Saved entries
---*---

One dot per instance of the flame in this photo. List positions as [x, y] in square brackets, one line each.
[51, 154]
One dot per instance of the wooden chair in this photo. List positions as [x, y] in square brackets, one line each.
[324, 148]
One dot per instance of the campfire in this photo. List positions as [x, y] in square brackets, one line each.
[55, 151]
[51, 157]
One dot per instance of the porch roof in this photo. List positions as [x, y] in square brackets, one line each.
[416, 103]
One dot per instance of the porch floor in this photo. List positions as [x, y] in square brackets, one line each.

---*---

- [Task to carry out]: What should appear is an exact copy of the lines from the one with "One dot per instance of the porch roof" through the end of the entries above, ends included, and no other text.

- [Written response]:
One dot per instance of the porch roof in this photo. List positions as [x, y] in square brackets, one line each.
[416, 103]
One dot per instance of the porch floor in this photo. List positions as [x, y] in square brackets, one line each.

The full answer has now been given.